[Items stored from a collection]
□ □ □

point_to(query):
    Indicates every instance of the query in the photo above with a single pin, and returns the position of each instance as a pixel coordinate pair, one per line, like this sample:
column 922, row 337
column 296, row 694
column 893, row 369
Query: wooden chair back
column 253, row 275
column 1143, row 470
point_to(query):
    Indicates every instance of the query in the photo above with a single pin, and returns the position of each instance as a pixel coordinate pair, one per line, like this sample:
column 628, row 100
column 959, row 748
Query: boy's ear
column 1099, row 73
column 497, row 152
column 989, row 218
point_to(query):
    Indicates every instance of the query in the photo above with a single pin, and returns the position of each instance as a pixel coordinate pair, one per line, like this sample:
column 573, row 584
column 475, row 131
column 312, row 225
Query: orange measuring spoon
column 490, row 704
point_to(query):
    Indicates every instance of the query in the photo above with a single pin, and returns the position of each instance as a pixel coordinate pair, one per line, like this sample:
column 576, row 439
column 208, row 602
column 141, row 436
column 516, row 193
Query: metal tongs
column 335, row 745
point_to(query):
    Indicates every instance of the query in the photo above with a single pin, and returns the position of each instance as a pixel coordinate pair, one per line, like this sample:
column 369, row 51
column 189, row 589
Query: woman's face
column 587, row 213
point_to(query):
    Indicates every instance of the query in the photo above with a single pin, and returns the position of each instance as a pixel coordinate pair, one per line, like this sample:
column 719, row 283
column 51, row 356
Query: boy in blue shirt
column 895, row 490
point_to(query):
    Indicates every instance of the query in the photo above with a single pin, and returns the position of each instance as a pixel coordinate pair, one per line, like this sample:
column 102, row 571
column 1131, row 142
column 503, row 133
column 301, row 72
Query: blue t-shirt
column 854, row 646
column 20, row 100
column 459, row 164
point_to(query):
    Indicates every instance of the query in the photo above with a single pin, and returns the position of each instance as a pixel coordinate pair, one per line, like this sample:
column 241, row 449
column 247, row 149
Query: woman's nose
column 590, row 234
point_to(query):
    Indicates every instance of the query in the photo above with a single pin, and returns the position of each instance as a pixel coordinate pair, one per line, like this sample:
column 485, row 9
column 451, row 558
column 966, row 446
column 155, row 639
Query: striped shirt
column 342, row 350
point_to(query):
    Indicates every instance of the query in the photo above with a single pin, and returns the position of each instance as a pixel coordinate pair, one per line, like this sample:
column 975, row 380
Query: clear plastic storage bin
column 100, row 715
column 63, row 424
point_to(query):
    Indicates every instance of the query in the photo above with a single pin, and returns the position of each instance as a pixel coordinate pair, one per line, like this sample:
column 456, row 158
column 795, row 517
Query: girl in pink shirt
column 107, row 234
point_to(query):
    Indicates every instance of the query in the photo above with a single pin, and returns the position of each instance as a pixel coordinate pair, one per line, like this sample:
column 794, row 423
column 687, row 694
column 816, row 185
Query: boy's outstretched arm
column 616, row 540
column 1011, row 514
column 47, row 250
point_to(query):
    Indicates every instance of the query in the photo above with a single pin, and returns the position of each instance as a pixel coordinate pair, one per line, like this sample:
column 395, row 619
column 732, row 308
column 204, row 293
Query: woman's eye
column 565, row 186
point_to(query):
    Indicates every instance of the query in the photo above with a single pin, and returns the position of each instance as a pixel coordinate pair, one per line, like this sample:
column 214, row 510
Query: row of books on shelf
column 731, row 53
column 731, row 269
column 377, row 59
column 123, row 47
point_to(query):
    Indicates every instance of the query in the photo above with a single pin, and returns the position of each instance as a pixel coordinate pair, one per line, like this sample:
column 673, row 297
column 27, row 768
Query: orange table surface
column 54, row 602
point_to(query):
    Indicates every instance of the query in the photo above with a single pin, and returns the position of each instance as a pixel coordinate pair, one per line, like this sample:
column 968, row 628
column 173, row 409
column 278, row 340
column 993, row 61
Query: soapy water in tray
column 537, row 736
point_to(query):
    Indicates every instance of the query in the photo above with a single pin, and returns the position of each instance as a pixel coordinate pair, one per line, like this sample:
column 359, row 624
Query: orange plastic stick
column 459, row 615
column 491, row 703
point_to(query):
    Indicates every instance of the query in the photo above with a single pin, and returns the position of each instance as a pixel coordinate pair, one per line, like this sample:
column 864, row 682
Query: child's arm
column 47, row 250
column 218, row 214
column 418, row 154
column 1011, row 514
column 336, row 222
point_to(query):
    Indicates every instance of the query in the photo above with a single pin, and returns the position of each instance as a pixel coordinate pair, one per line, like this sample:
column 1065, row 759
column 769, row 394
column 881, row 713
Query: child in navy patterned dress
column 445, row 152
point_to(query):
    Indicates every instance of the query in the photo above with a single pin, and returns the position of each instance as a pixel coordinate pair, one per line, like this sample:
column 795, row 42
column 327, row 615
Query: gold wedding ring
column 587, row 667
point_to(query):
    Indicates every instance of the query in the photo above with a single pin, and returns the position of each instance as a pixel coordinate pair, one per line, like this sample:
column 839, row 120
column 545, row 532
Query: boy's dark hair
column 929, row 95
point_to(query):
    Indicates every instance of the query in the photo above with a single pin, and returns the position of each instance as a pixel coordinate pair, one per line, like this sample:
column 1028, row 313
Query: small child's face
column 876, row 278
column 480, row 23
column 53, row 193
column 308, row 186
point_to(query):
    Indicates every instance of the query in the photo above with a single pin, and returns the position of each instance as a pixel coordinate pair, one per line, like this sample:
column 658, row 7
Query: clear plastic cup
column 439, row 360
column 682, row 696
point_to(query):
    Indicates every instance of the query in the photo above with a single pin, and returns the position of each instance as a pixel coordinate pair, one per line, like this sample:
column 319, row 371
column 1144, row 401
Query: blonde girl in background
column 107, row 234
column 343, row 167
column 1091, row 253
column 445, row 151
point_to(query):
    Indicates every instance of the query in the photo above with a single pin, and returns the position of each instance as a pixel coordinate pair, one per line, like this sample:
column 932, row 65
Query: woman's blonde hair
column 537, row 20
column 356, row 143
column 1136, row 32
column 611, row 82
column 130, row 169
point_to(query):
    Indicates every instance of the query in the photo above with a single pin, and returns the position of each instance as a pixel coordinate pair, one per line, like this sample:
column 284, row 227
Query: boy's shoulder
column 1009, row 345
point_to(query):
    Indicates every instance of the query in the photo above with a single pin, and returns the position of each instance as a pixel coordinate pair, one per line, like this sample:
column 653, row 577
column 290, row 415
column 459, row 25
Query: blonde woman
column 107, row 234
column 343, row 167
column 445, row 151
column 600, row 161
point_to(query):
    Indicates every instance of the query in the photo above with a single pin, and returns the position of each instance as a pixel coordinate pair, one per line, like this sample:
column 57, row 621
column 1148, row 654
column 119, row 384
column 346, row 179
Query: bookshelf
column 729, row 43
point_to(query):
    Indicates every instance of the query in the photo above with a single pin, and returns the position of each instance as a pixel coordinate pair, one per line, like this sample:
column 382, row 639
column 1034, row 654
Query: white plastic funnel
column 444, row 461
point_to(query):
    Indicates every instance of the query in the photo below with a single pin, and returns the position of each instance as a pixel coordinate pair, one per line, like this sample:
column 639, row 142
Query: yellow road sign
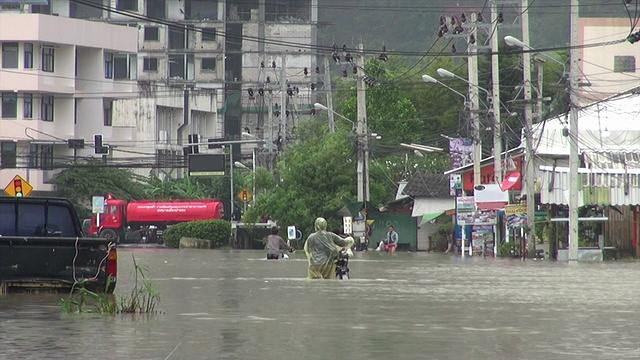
column 245, row 195
column 18, row 187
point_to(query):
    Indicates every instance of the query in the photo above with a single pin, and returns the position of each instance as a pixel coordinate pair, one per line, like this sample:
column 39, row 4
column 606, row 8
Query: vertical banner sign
column 516, row 215
column 347, row 225
column 291, row 232
column 461, row 151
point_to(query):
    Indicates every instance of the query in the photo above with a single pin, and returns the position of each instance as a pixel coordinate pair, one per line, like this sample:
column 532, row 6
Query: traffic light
column 98, row 147
column 17, row 186
column 634, row 38
column 97, row 141
column 193, row 139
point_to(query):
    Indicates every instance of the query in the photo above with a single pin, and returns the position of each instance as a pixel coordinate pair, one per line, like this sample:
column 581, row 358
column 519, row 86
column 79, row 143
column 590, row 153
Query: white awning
column 423, row 206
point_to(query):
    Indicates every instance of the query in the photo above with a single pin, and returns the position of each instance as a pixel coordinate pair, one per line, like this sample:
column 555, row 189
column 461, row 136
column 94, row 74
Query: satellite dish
column 510, row 181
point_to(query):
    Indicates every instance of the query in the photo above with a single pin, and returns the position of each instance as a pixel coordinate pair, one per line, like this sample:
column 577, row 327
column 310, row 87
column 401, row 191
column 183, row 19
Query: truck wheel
column 109, row 234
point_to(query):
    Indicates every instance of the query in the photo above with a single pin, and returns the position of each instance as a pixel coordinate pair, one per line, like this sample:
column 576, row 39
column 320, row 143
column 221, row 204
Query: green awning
column 428, row 217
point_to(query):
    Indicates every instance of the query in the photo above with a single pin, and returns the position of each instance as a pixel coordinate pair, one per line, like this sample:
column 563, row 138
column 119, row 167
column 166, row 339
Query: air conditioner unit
column 162, row 137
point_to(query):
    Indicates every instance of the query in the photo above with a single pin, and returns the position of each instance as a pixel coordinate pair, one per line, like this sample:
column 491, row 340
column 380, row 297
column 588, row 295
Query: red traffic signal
column 17, row 186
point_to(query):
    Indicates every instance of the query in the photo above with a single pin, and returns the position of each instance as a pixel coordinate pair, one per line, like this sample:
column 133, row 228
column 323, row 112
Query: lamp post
column 473, row 108
column 363, row 154
column 477, row 146
column 530, row 167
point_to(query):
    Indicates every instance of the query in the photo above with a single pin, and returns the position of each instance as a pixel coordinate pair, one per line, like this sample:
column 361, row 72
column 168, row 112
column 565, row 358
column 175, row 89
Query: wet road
column 235, row 305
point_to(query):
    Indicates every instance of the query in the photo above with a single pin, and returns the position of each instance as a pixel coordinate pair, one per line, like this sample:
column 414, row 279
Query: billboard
column 207, row 164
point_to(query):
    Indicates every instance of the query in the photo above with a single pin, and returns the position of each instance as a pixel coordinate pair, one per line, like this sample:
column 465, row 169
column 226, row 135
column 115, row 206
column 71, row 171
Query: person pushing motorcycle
column 322, row 249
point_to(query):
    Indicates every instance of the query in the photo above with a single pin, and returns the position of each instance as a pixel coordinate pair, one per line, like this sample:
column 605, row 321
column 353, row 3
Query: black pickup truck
column 42, row 247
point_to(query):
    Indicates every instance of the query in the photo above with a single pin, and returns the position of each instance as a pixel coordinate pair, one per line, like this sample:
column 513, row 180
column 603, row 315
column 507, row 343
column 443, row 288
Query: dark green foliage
column 80, row 184
column 142, row 299
column 440, row 240
column 216, row 231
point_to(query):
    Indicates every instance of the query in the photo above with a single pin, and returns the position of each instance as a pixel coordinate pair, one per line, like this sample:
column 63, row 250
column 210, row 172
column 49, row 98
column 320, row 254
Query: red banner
column 488, row 176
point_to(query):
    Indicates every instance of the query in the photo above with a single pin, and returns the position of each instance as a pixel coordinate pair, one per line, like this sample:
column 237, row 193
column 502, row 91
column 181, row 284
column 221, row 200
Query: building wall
column 77, row 99
column 597, row 64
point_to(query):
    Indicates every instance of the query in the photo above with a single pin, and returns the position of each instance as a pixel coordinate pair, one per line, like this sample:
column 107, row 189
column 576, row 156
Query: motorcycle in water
column 342, row 265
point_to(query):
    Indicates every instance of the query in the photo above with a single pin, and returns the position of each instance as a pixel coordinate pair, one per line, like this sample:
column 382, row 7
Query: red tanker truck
column 122, row 220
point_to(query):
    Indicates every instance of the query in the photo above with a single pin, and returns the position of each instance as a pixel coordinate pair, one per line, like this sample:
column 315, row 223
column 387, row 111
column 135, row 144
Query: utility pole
column 327, row 84
column 472, row 64
column 283, row 99
column 574, row 155
column 528, row 132
column 540, row 77
column 361, row 130
column 495, row 92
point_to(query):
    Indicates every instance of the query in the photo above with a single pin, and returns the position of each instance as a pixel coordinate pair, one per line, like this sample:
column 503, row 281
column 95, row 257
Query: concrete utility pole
column 495, row 92
column 361, row 130
column 327, row 84
column 530, row 176
column 283, row 99
column 574, row 155
column 472, row 64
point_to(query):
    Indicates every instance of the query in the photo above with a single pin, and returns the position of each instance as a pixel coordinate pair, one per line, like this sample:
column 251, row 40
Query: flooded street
column 235, row 305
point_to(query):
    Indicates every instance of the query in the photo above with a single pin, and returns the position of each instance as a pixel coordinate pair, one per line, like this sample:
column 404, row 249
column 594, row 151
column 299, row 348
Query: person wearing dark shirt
column 275, row 245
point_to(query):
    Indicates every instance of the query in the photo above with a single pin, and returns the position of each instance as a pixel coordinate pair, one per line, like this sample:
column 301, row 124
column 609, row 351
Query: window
column 47, row 58
column 208, row 64
column 10, row 55
column 41, row 9
column 131, row 5
column 151, row 33
column 86, row 11
column 8, row 154
column 176, row 66
column 177, row 37
column 107, row 106
column 120, row 67
column 150, row 64
column 108, row 65
column 209, row 34
column 46, row 107
column 27, row 105
column 201, row 9
column 10, row 105
column 156, row 9
column 624, row 64
column 41, row 156
column 28, row 55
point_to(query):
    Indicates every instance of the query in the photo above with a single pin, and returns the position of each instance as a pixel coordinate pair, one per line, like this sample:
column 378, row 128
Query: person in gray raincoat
column 322, row 249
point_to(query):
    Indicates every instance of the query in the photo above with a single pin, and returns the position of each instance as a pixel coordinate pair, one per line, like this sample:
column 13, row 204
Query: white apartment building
column 195, row 63
column 58, row 79
column 606, row 70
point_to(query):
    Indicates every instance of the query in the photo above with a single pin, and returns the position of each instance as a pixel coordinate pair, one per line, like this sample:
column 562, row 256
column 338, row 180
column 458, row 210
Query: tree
column 313, row 176
column 80, row 183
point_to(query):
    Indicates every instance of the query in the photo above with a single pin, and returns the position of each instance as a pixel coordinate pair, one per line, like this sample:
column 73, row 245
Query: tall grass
column 142, row 299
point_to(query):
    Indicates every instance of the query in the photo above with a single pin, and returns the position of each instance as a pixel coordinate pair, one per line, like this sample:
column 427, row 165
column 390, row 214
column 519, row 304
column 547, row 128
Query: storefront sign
column 488, row 175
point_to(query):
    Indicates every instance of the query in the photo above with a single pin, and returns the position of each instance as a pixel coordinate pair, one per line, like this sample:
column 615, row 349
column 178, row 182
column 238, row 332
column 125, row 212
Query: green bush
column 217, row 231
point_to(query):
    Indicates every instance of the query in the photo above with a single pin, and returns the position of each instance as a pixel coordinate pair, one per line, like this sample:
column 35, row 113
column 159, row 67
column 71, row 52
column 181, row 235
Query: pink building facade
column 59, row 78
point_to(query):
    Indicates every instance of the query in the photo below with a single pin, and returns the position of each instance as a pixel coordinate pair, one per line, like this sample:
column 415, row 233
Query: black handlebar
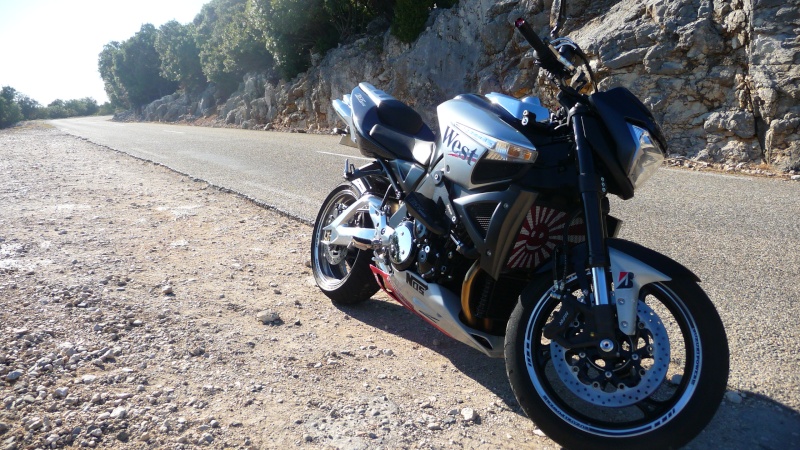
column 547, row 60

□ □ □

## Exercise
Please give again, word for word, the records above, from their first line through the line that contains "column 459, row 164", including both of those lines.

## Final answer
point_to(query):
    Indicates every instance of the query in the photo above with a single pin, and returns the position of each instance as a pixel coordinate pair, one per line, like this sample:
column 922, row 337
column 296, row 694
column 893, row 369
Query: wooden chair back
column 253, row 275
column 1143, row 470
point_to(query):
    Indicates every instance of the query in the photo above with a single pin, and returns the position of each instance as a pixel coordinate pair, one per line, like this sample:
column 628, row 100
column 959, row 748
Query: boy's ear
column 1099, row 73
column 497, row 152
column 989, row 218
point_to(query):
    Indicates every instance of the query in the photo above with a single pin, and returns the position of each instance as a pixel coordinate pair, one per line, like this sample:
column 573, row 584
column 475, row 131
column 312, row 225
Query: orange measuring spoon
column 490, row 704
point_to(query):
    Indicates every instance of the query in the photo above with a single pin, and returns the position of each instance as a pixel coordinate pair, one per line, like this sample:
column 576, row 439
column 208, row 602
column 141, row 436
column 516, row 193
Query: metal tongs
column 335, row 745
point_to(query):
    Indicates every instance of the query in the photo above with a single pin, and returns the position of each instance as a pixel coordinate pair, one per line, like this sample:
column 369, row 51
column 189, row 589
Query: woman's face
column 587, row 213
point_to(query):
    Indicates every instance of the query in the photo above with a single pin, and returns the position of each instance as a pixel coordinate pair, one per line, like this sample:
column 719, row 283
column 51, row 356
Query: boy in blue shirt
column 895, row 490
point_to(query):
    Indicates every instance of the query in the photo above with a single pin, and returns the position of each instance as a pixel coordinate pair, one per line, like this sample:
column 102, row 571
column 1131, row 142
column 503, row 133
column 301, row 72
Query: blue t-shirt
column 854, row 646
column 20, row 100
column 459, row 164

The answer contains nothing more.